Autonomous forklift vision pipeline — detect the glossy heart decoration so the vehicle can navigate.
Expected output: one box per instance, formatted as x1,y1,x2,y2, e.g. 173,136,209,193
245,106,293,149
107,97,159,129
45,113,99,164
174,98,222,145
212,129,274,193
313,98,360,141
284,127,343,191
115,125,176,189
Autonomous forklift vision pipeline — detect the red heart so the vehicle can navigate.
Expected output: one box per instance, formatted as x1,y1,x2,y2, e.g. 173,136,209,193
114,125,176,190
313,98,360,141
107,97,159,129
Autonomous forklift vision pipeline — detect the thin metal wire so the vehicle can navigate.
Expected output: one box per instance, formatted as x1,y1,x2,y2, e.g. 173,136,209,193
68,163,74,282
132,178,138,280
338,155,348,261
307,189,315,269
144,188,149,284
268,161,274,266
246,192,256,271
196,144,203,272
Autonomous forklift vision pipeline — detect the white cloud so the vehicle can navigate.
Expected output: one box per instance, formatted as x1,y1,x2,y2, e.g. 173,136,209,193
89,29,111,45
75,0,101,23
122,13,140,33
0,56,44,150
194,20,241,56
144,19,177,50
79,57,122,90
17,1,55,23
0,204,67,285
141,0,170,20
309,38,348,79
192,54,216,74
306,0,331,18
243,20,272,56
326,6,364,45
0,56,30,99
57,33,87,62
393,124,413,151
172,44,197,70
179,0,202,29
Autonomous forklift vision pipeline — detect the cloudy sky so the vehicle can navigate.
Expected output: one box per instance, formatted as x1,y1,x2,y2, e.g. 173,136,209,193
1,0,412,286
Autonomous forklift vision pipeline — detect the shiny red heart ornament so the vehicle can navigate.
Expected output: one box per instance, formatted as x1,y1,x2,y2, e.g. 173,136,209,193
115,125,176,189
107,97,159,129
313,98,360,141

┄┄┄┄┄┄

■ **WHAT THE TASK ASKS**:
Output the whole listing above again, word for word.

■ **RESPONSE TO THIS EXERCISE**:
Autonomous forklift vision pipeline — detect the glossy heart decoration so the vehicle can navigate.
Expected output: one box per instance, formatted as x1,y1,x2,y2, e.g. 173,136,209,193
245,106,293,149
107,97,159,129
45,113,99,164
174,98,222,145
212,129,274,193
313,98,360,141
284,127,343,191
115,125,176,189
Autonomous forklift vision pipeline — detect the red heart so the vehicle can navigate.
Expected output: one box per instance, formatted as x1,y1,x2,y2, e.g. 173,136,209,193
114,125,176,190
313,98,360,141
107,97,159,129
Autonomous forklift vision pipeline — detect the thin metal wire so the vehicle can navigate.
Expected output: one box per instance, formatted as x1,y1,x2,y2, e.g. 173,136,209,193
68,163,74,282
132,178,138,280
338,155,348,261
307,189,315,269
144,188,149,284
268,161,274,266
246,192,256,271
196,144,203,272
Autonomous forklift vision pipeline — detect the white cloud so the vehicle can navigate.
Expected output: one box per instance, formatted as x1,y1,x2,y2, e.g. 173,136,209,193
89,29,111,45
75,0,101,23
122,13,140,33
0,56,44,150
194,20,241,56
144,19,177,50
79,57,122,90
17,1,55,23
0,204,67,285
141,0,170,20
309,38,348,79
192,54,216,74
306,0,331,18
243,20,272,56
326,6,364,45
0,56,30,99
57,33,87,62
393,124,413,151
172,44,197,70
179,0,202,29
Autonomous forklift vision pipeline — detect the cloudy sky so the vehicle can navigate.
Expected output: one box per instance, formatted as x1,y1,x2,y2, e.g. 173,136,209,193
1,0,412,286
Autonomous forklift vision pipeline — detect the shiny red heart ornament so the vehicle can navigate.
Expected output: one box per instance, formatted as x1,y1,x2,y2, e.g. 173,136,209,193
115,125,176,189
107,97,159,129
313,98,360,141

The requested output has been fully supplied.